Given passage:
A Bucks MP has called on the Home Office to improve help for adults and children living with autism who are also suffering from domestic abuse.

During a Commons statement by the safeguarding minister, Victoria Atkins, on domestic abuse and hidden harms, Chesham and Amersham MP Dame Cheryl Gillan said some of the people “suffering most adversely in this lockdown are adults and children with autism.”


Dame Cheryl, who chairs the all-party parliamentary group on autism and introduced the landmark Autism Act 11 years ago, said: “Madam Deputy Speaker, you and I have both worked on this important policy area in the past, and I commend the minister on her statement and the added protections she is putting in place.

“However, evidence is now becoming available that some of the people who are suffering most adversely in this lockdown are adults and children with autism.

“So that more appropriate and better services can be offered to them to alleviate their suffering, what data are the Government collecting on individuals and families with an autistic member suffering from domestic abuse, and the hidden harms the minister has referred to, during this lockdown?

“If the answer is none, can this be remedied immediately? If that data is being collected, can it be published on a regular basis so that specialised support for this vulnerable group of adults and children can be improved?”

It comes after domestic abuse reports surged during the pandemic, with domestic violence charity Refuge said it saw an 80 per cent increase in calls to its helpline during the first national lockdown – a trend the government believes is continuing.

Available data:

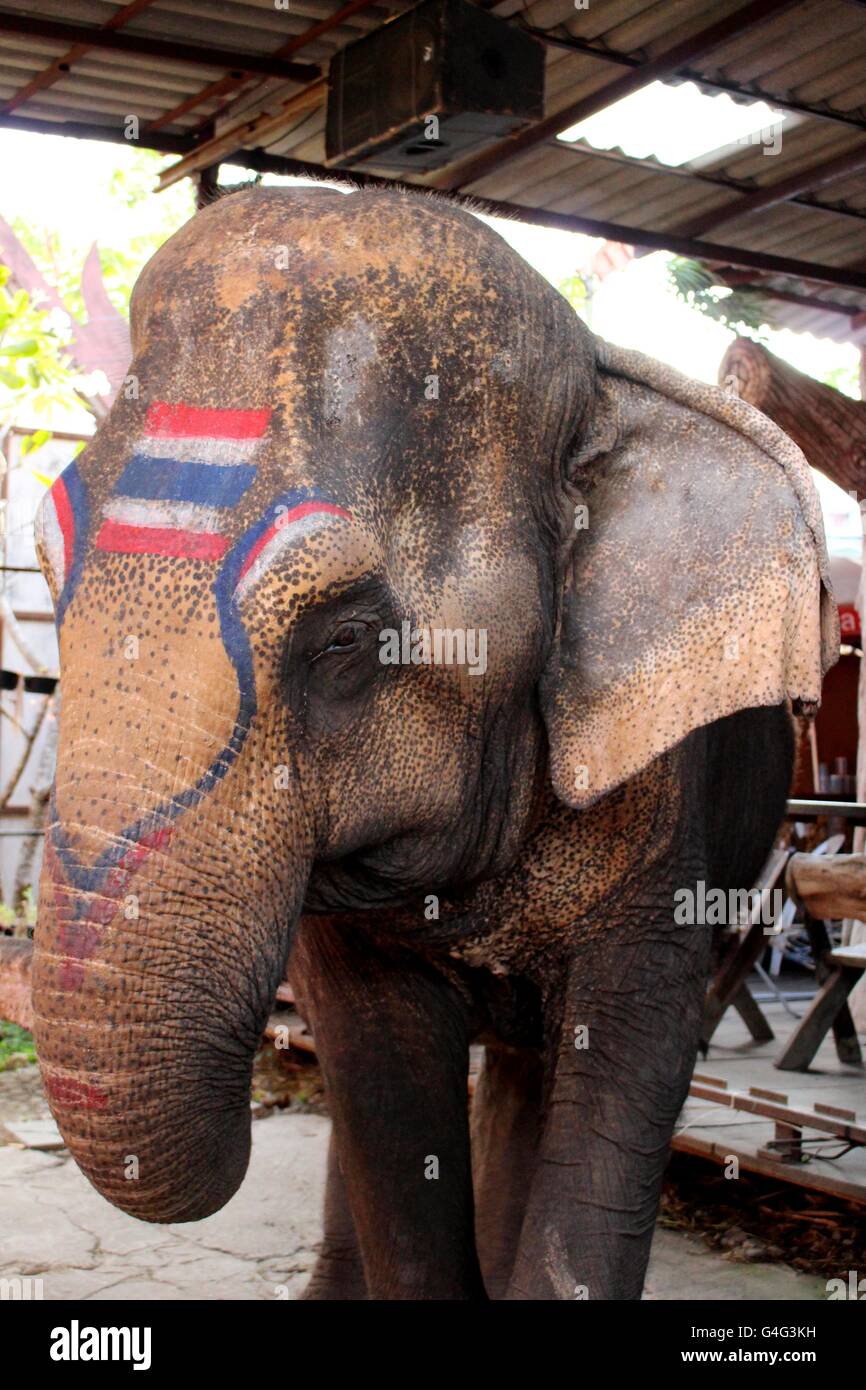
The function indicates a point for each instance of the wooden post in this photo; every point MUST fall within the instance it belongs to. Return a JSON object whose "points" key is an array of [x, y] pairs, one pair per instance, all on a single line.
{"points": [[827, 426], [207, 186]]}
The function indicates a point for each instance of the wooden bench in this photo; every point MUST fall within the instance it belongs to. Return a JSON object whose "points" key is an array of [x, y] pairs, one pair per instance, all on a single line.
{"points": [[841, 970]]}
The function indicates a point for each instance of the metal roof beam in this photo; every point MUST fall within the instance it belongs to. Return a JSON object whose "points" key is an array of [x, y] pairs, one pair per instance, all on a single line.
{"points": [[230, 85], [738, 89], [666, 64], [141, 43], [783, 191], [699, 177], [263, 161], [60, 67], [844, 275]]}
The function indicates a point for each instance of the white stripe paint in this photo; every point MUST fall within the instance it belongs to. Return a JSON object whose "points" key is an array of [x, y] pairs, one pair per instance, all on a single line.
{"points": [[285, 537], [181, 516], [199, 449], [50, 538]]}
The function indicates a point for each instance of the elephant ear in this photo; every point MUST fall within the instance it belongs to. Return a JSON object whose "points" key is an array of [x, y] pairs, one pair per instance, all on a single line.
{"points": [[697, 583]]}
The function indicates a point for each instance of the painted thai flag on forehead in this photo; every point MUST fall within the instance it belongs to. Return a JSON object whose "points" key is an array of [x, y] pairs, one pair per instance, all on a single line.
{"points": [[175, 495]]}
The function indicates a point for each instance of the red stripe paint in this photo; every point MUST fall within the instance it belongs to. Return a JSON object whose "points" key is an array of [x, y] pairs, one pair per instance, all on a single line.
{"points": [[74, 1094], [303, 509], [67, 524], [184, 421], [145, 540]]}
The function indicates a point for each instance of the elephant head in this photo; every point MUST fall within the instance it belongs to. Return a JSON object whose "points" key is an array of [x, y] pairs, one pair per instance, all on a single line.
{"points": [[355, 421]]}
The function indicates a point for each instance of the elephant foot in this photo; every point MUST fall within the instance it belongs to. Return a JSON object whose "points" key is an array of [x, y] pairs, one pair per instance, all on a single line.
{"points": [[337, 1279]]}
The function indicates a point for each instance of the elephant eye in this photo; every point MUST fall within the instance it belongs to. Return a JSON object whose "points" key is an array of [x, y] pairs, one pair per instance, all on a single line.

Prompt 1:
Translate this sentence from the article on autism and domestic abuse into Spanish: "However, evidence is now becoming available that some of the people who are suffering most adversely in this lockdown are adults and children with autism."
Prompt 2:
Reproduce the article on autism and domestic abuse word for word between "Dame Cheryl, who" and "during this lockdown?", inclusive.
Prompt 3:
According to the article on autism and domestic abuse, what rise in helpline calls did Refuge report during the first national lockdown?

Reply 1:
Sin embargo, ahora están saliendo a la luz pruebas de que algunas de las personas que más están sufriendo los efectos adversos de este confinamiento son adultos y niños con autismo.

Reply 2:
Dame Cheryl, who chairs the all-party parliamentary group on autism and introduced the landmark Autism Act 11 years ago, said: “Madam Deputy Speaker, you and I have both worked on this important policy area in the past, and I commend the minister on her statement and the added protections she is putting in place.

“However, evidence is now becoming available that some of the people who are suffering most adversely in this lockdown are adults and children with autism.

“So that more appropriate and better services can be offered to them to alleviate their suffering, what data are the Government collecting on individuals and families with an autistic member suffering from domestic abuse, and the hidden harms the minister has referred to, during this lockdown?

Reply 3:
An 80 percent increase in calls to its helpline.